══ Extrait du document ══
Vu la procédure suivante :
Procédure contentieuse antérieure :
La société à responsabilité limitée (SARL) Somatrans a demandé au tribunal administratif de La Réunion de prononcer la décharge des suppléments d'impôts sur les sociétés et des rappels de taxe sur la valeur ajoutée, pénalités et amendes mis à sa charge au titre de la période du 1er mai 2014 au 30 avril 2017.
Par un jugement n° 2000202 du 26 avril 2022, le tribunal administratif de La Réunion a prononcé la décharge des cotisations supplémentaires d'impôts sur les sociétés dans les conditions mentionnées aux points 15 et 26 et 27 du jugement, et rejeté le surplus des conclusions de la requête.
Procédure devant la cour :
Par une requête et un mémoire, enregistrés le 7 juillet 2022 et le 9 février 2023, la SARL Somatrans, représentée par Me Hoarau, demande à la cour :
1°) d'annuler ce jugement du tribunal administratif de La Réunion du 26 avril 2022 en tant qu'il n'a pas fait droit à l'intégralité de ses conclusions ;
2°) de prononcer la décharge des suppléments d'impôts sur les sociétés et des rappels de taxe sur la valeur ajoutée, pénalités et amendes mis à sa charge au titre de la période du
1er mai 2024 au 30 avril 2017 ;
3°) de mettre à la charge de l'Etat la somme de 1 500 euros au titre des dispositions de l'article L. 761-1 du code de justice administrative.
Elle soutient que :
- la procédure de contrôle est viciée, dès lors que l'administration a méconnu les dispositions de l'article L. 57, alinéa 5 du livre des procédures fiscales ;
- les dépenses immobilisées afférentes aux deux immeubles dont elle est propriétaire sont déductibles ; il est logique que le miroir ne figure pas dans l'entreprise dès lors qu'il a été détruit, mais la facture a été présentée ; s'agissant des travaux de séparation des parkings, ils concernaient bien l'appartement " Menthe à l'eau ", et l'indication portée sur la facture du prestataire est erronée ; les crédences et les stores n'ont pas été admis en déduction au motif que la justification de leur entrée sur le territoire de La Réunion n'était pas apportée, ce qui est un motif erroné ;
- s'agissant des charges réintégrées, elles doivent être admises dès lors qu'elles concernent l'appartement " Menthe à l'eau ", inscrit à l'actif et productif de revenus ; les dépenses engagées à l'occasion du déplacement de son PDG à l'île Maurice sont déductibles dès lors qu'elles impactent directement la SARL Somatrans, le projet envisagé par les Mauriciens étant calqué sur celui de La Réunion ;
- la minoration d'actif net ne correspond à aucune réalité ;
- s'agissant des investissements défiscalisés dans le cadre de l'article 217 undecies du code général des impôts, les sommes déduites à ce titre ont été réintégrées au motif que le dépôt des comptes sociaux au greffe du tribunal de commerce n'avait pas été effectué concomitamment à l'investissement ; or, ce motif méconnait la situation particulière de La Réunion au regard de la tenue du registre du commerce et des sociétés, qui souffre de retards conséquents ; elle a tout mis en œuvre comme le prouvent les multiples relances de son avocat ;
- s'agissant des amendes pour distributions occultes, elles ne sont pas motivées, en méconnaissance de l'article L. 48 du livre des procédures fiscales, dès lors, d'une part, que la réponse aux observations du contribuable ne précise pas leur montant et, d'autre part, que le courrier du 11 septembre 2018 n'a pas été reçu par la requérante.
═══
══ Données ══
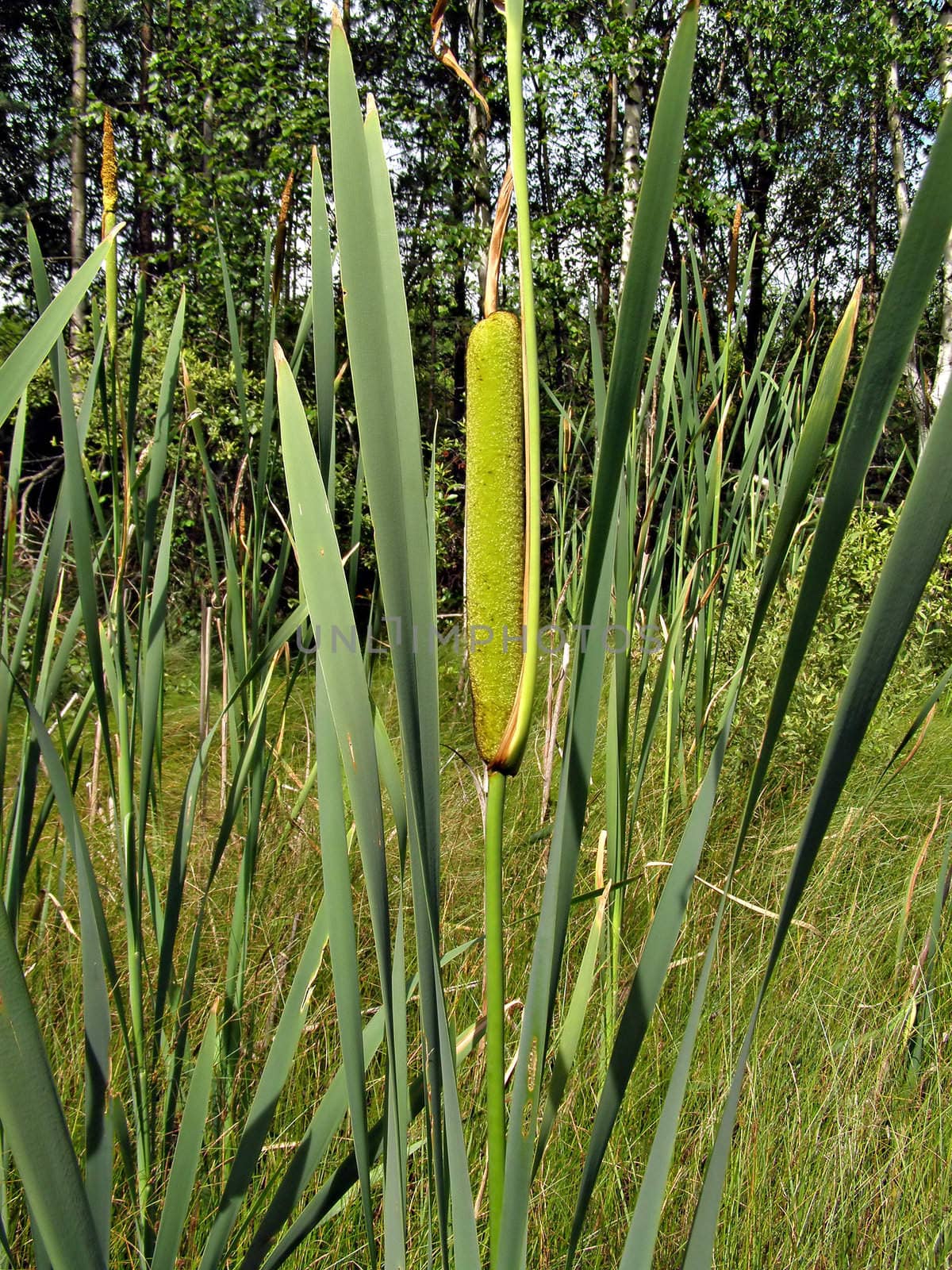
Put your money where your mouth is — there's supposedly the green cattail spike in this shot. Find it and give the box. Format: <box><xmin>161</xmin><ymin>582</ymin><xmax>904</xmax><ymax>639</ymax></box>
═══
## Objectif de l'exercice
D'après l'extrait du document, quelle somme la SARL Somatrans demande-t-elle de mettre à la charge de l'Etat au titre de l'article L. 761-1 du code de justice administrative ? La liste n'est pas nécessaire ici.

## Exercice corrigé
La somme de 1 500 euros.